Thursday, January 23, 2014

Birthday Giveaway!

That's right! Today is my birthday! Cheers! I'm 22, which is a bit terrifying because out of nowhere, I feel so old and like I'm supposed to be a grown-up — yikes! (But don't worry, I still prefer YA books to grown-up ones any day)

And yes, I'm aware this doesn't really make sense, but for my birthday, I'm starting another choose your own ARCs giveaway from my shelf!

That's right! Out of this magical pile of ARCs (and possibly just books), the winner gets to choose which FOUR books he/she wants me to mail him/her. (So many slashes!) So just head to the rafflecopter below :)

Monday, January 20, 2014

Why I Love YA

Guys. This is a huge issue for me.

For those that don't know, I'm a senior in college, getting ready to enter the real world (yikes!). And to this day, I still struggle sometimes in the library or bookstore because I'm in the YA section. Sometimes I rock it. Sometimes I pray to anything that's listening that I won't run into anyone I know. And it makes me sad that I feel this way. Because guys?


It's some of the most innovative, creative literature out there. It's not "young" and "naive" and "immature." It's brave for taking bold risks with plots and characters and doing what regular fiction doesn't do. It invents worlds, but not just fantasy worlds, it creates young characters who are struggling in one of the hardest moments of their lives. If you're older than teenagers, like me, take a minute to think about all the crazy hard things young people are asked to do.

College, majors, where to live, who to like, who to be friends with, first heartbreak, successes and failures, grief and loss.

All these things are things young people are experiencing for the first time, and it's a difficult thing to come to terms with. These books are not just lighthearted reads meant for teens and then when you grow up you read "real" literature. These are books for helping people figure out how to do that or to help people remember what that time of their life was like.

Young people are brand-new on the planet, and it's a hard thing to figure out — how to be a person — and suddenly, they are thrown into this chaotic place and expected to handle it all with grace and poise. It's simply not going to happen.

So for all the non-YA YA readers out there, be proud of sticking to the young adult section. Tell others why they should put down the generic mystery book they're holding and try something new. Something brave. Something daring.

Because YA is AWESOME.

In the comments, does anyone else feel this way in bookstores and libraries, etc? How do you get over that?

Saturday, January 18, 2014

The Fault in Our Stars

The Fault in Our Stars by John Green
Publication Date: January 10, 2012
Publisher: Dutton
Pages: 313
Keywords: cancer, romance, grief
Format Read: Hardcover (DUH I bought it) 

Despite the tumor-shrinking medical miracle that has bought her a few years, Hazel has never been anything but terminal, her final chapter inscribed upon diagnosis. But when a gorgeous plot twist named Augustus Waters suddenly appears at Cancer Kid Support Group, Hazel's story is about to be completely rewritten.

I did a rereading of this recently and realized I'd never put it up here on the blog. I'm not really going to review it. I mean, it's awesome. One of the best. Ever.

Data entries
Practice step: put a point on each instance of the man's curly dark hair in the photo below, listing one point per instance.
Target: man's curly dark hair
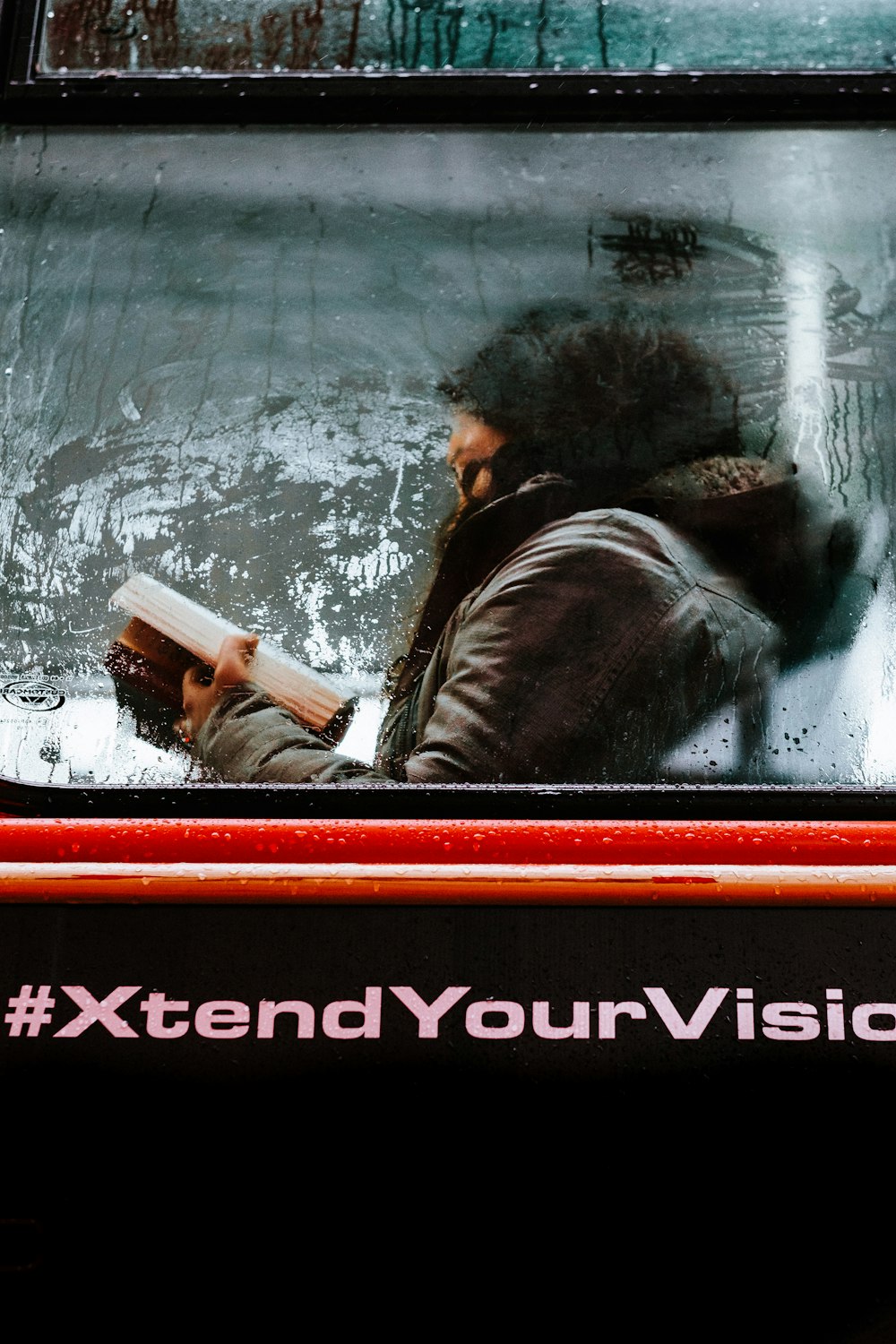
(602, 403)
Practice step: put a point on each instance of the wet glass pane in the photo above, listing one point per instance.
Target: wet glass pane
(468, 34)
(220, 355)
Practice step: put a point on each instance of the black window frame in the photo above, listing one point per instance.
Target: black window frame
(624, 99)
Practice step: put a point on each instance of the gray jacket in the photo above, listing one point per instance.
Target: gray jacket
(595, 650)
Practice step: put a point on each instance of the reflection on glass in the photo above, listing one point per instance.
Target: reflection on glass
(222, 357)
(468, 34)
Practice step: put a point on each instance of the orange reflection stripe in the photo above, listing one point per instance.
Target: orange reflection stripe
(351, 883)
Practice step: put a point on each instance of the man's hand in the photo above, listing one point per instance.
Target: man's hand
(201, 696)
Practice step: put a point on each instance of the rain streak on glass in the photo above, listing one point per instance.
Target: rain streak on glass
(247, 35)
(220, 352)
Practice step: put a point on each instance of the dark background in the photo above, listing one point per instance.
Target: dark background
(640, 1179)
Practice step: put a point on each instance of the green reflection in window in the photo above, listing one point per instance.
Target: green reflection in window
(468, 34)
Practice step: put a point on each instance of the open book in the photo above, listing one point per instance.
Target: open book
(169, 633)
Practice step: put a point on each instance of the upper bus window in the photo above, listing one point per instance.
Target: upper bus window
(591, 432)
(274, 35)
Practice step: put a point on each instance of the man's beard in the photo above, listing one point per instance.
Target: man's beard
(465, 507)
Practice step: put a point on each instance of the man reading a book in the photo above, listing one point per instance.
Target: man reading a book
(619, 573)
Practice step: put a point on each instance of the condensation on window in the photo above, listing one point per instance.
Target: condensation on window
(218, 365)
(247, 35)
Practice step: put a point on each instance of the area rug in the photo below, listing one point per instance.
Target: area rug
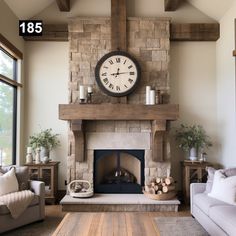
(179, 226)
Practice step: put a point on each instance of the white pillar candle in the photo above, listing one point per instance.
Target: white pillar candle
(81, 92)
(29, 150)
(152, 97)
(148, 88)
(90, 89)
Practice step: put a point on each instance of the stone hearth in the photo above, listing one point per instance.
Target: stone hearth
(148, 41)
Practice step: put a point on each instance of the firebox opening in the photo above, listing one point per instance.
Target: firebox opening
(118, 171)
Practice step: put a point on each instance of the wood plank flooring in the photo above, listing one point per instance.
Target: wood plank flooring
(112, 223)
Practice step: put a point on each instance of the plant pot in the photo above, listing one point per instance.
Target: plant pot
(193, 154)
(45, 152)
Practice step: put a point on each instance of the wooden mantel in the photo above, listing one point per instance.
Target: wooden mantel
(158, 114)
(118, 112)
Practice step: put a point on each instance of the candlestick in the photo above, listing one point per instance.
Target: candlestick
(90, 89)
(152, 97)
(148, 88)
(29, 150)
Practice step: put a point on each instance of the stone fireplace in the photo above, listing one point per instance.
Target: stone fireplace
(148, 41)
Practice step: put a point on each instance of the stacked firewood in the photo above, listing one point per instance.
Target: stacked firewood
(160, 185)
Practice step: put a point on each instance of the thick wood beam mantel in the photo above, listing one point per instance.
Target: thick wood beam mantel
(118, 112)
(178, 32)
(172, 5)
(63, 5)
(56, 32)
(118, 24)
(194, 32)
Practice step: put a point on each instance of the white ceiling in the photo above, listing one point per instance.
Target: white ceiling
(25, 9)
(213, 8)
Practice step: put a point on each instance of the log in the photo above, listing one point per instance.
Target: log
(158, 180)
(167, 189)
(169, 180)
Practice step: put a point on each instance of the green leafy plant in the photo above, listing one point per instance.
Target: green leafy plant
(192, 136)
(45, 139)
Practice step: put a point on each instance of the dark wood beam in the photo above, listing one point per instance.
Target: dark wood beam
(51, 33)
(10, 48)
(178, 32)
(64, 5)
(194, 32)
(172, 5)
(118, 24)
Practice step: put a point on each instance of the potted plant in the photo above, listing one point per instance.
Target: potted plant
(191, 138)
(45, 140)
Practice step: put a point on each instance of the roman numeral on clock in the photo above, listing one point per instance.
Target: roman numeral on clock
(106, 81)
(130, 80)
(118, 60)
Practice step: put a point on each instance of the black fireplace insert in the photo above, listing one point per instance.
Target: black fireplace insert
(118, 171)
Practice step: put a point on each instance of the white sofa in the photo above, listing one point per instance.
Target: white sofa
(217, 217)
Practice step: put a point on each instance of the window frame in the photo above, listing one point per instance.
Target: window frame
(10, 50)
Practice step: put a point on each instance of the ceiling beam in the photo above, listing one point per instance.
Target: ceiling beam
(58, 33)
(178, 32)
(172, 5)
(64, 5)
(118, 24)
(194, 32)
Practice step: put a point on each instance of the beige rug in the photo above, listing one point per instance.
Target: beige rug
(179, 226)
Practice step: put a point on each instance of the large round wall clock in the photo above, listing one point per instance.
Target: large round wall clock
(117, 73)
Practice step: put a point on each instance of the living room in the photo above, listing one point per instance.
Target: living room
(183, 55)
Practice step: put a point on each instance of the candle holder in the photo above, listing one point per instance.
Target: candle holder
(89, 97)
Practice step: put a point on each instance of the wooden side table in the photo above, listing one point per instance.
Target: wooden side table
(48, 173)
(193, 172)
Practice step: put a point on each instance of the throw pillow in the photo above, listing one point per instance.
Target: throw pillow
(211, 171)
(22, 175)
(224, 188)
(8, 182)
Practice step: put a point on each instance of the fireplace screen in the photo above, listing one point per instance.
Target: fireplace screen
(118, 171)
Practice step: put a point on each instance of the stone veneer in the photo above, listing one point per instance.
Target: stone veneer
(148, 41)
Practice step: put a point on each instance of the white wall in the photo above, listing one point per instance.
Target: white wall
(193, 87)
(47, 73)
(9, 29)
(226, 89)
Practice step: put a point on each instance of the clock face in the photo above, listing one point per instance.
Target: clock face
(117, 73)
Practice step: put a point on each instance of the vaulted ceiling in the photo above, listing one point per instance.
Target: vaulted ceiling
(25, 9)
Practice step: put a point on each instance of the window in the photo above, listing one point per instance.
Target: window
(8, 101)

### Work request
Rewrite everything in the blog excerpt from "I did a rereading" down to "the best. Ever.", replacing "rereading" with "second reading".

### Written response
I did a second reading of this recently and realized I'd never put it up here on the blog. I'm not really going to review it. I mean, it's awesome. One of the best. Ever.